**Podany tekst**:
------------------------------------------------------------

Skocz do zawartości

[przerzutki] shimano alivio i deore


MarekPsk

Rekomendowane odpowiedzi

Witam serdecznie, mam pytanie dotyczące przerzutek shimano alivio i deore. Raczej chodzi mi tutaj o porównanie dwóch grup i różnic w seriach/rocznikach.

 

Postaram się krótko opisać mój przypadek.

 

Około miesiąc temu kupiłem dwa rowery Kands Maestro 2013. Męski i damski. Które za relatywnie niewielkie pieniążki oferowały najlepszy osprzęt w tej klasie rowerów crossowych. Rowery od razu zaniosłem do serwisu na pierwsze sprawdzenie i regulację. Po odebraniu wcale nie wpadłem w zachwyt, wcześniej miałem rower szosowy na mix'e podzespołów od sory do dura ace. I odniosłem wrażenie, że moja szosa działała sporo lepiej, mimo tego, że trochę przeszła a tu nowy sprzęt. Ale zmierzając do sedna. Podregulowałem przerzutki jeszcze po serwisancie do stanu używalności - działały znośnie, wmawiając sobie, że mam to za co zapłaciłem, i że lepiej nie będzie za takie pieniądze. Po prostu się pogodziłem, że rower tak będzie działał i koniec. Byłem z niego nawet zadowolony. Do czasu...

 

Wybrałem się z moim szwagrem na przejażdżkę. On na swoim mtb'ku którego kupił od handlarza za 550zł. Jakiś Wheeler, nie pamiętam modelu, cały na osprzęcie deore. Sądząc po specyfikacji i serii wywnioskowaliśmy, że rower może mieć 13-15lat. W rowerze nic nie było wymieniane od nowości. Napęd był tak nieposzanowany, że szwagier ściągał smar z łańcucha kijkiem, żeby w ogóle móc go przetrzeć. Po czym założył z powrotem, bez żadnego smarowania, wizyty w serwisie etc. Ma trochę konserwatywny pogląd, że jak coś działa dobrze to po co ruszać. Czyli rower odkąd go kupił tj, jakieś 2 lata temu nie widział serwisanta i kto wie ile wcześniej też. Do czego zmierzam. W połowie trasy postanowiliśmy się zamienić rowerami. I ja doznałem szoku. Stara kilkunastoletnia przerzutka deore bez konserwacji działała o niebo lepiej niż moje nowe alivio. Czyli, jak kliknąłem manetkę, to ułamek sekundy zajęła zmiana biegu. Bez żadnego szarpnięcia, cichutko i gładko. No po prostu marzenie, aż miałem ochotę się zatrzymać i zrzucić mój nowy rower ze skarpy i prosto na złom.

------------------------------------------------------------

**Wyodrębnione wpisy danych**:
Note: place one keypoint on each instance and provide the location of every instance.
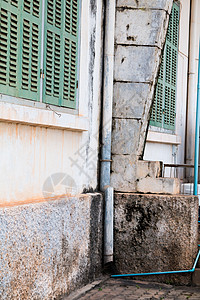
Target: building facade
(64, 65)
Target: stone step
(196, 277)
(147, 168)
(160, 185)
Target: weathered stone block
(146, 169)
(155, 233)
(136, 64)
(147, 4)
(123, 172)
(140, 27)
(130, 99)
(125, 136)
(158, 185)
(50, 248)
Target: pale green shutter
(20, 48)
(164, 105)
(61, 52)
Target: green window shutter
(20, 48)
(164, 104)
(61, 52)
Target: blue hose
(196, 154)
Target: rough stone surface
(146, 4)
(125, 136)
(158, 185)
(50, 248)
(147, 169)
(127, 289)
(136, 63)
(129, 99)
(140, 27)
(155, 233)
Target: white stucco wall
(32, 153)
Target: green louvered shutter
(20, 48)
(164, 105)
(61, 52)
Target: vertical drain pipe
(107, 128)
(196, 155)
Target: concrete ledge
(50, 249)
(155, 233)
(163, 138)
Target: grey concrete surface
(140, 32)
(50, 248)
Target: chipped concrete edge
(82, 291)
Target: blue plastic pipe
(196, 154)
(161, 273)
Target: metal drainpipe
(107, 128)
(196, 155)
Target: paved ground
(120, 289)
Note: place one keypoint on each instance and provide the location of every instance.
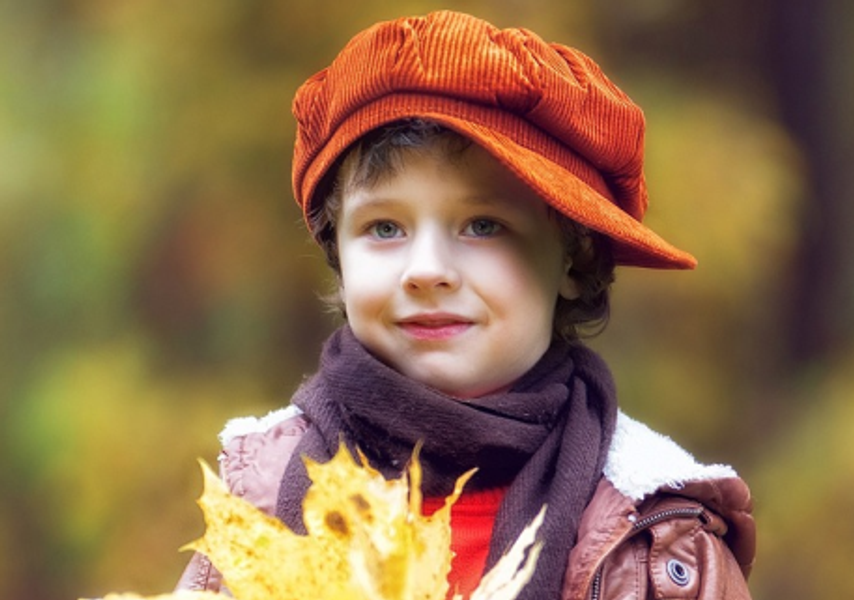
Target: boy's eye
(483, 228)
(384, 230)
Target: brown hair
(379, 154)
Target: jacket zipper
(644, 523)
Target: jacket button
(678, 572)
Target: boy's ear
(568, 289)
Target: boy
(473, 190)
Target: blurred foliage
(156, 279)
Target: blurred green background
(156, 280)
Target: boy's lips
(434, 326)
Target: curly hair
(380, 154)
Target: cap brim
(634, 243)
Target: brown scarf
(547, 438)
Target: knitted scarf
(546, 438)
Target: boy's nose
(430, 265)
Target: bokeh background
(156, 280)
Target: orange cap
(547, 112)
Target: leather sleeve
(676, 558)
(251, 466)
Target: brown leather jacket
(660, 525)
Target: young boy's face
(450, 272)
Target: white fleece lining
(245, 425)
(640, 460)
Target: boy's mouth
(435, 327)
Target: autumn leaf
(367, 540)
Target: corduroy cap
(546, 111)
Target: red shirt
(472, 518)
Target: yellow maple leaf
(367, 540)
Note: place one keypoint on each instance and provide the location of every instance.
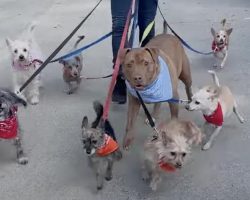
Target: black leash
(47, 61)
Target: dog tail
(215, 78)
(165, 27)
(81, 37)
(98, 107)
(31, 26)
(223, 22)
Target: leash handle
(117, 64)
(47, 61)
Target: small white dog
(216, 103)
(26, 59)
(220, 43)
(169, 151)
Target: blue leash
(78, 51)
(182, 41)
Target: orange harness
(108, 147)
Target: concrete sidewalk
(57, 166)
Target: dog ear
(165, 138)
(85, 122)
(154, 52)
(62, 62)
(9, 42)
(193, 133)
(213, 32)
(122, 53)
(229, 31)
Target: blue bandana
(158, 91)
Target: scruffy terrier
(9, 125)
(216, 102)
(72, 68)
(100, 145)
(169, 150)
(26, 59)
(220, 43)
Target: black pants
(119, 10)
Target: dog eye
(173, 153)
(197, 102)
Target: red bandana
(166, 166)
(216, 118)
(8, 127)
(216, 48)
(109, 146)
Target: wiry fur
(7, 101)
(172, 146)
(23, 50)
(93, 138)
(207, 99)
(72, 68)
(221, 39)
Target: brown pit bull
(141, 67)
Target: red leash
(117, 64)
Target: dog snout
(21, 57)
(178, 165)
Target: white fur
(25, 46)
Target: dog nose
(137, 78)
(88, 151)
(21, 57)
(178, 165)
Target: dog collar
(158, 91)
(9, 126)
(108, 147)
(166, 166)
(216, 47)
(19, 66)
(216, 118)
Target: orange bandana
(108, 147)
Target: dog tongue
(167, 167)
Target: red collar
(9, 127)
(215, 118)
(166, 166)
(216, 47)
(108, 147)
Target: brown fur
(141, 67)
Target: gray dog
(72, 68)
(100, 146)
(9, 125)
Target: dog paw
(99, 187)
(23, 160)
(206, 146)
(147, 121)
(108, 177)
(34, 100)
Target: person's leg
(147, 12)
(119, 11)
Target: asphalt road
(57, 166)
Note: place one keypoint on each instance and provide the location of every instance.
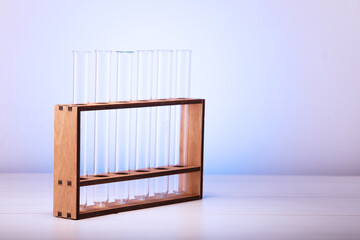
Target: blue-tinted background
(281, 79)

------------------------------------------------------------

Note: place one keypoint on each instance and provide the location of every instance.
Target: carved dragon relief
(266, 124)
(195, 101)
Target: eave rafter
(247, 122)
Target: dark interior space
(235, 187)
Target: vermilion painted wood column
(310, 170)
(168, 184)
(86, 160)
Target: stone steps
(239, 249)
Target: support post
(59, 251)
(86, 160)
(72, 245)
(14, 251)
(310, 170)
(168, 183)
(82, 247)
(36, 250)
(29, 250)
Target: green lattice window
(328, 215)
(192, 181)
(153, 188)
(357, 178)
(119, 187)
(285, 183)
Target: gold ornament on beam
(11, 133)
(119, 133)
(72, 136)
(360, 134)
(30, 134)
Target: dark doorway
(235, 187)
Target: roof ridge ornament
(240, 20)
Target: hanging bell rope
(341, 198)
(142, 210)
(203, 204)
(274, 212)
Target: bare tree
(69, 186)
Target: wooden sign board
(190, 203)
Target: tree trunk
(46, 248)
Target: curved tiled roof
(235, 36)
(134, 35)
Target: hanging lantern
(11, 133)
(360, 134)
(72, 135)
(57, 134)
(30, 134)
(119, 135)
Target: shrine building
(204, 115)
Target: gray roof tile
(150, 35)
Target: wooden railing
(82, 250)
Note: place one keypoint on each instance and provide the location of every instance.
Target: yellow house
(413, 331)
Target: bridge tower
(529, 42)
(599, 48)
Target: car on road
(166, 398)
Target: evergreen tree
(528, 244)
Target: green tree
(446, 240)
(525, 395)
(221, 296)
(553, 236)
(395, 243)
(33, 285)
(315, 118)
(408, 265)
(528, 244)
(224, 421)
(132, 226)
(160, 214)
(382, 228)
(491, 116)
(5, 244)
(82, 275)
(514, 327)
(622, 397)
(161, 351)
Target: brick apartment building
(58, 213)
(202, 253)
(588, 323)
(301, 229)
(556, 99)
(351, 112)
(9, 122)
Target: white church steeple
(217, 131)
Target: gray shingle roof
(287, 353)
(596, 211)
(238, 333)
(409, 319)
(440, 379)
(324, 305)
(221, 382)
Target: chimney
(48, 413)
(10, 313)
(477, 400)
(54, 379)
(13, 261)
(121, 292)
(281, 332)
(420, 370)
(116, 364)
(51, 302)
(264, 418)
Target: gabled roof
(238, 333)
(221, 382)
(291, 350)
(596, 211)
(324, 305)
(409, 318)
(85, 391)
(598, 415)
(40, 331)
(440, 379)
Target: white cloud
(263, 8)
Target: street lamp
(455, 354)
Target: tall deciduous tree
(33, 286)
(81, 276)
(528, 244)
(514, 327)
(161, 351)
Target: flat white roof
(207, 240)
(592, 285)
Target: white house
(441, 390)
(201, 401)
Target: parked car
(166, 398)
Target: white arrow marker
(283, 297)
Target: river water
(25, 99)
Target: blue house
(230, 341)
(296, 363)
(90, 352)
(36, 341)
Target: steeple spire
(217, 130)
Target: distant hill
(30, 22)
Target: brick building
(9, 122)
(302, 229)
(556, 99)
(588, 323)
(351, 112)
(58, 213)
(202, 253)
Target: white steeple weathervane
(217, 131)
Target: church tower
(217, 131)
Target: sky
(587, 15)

------------------------------------------------------------

**Do zrobienia**:
a) Zwróć słowo w słowo fragment tekstu o przerzutkach Shimano od „Skocz do zawartości" do „opisać mój przypadek.".
b) Przetłumacz na angielski zdanie z tekstu o przerzutkach Shimano: „W rowerze nic nie było wymieniane od nowości."

**Odpowiedzi końcowe**:
a)
Skocz do zawartości

[przerzutki] shimano alivio i deore


MarekPsk

Rekomendowane odpowiedzi

Witam serdecznie, mam pytanie dotyczące przerzutek shimano alivio i deore. Raczej chodzi mi tutaj o porównanie dwóch grup i różnic w seriach/rocznikach.

 

Postaram się krótko opisać mój przypadek.

b) Nothing on the bike had been replaced since it was new.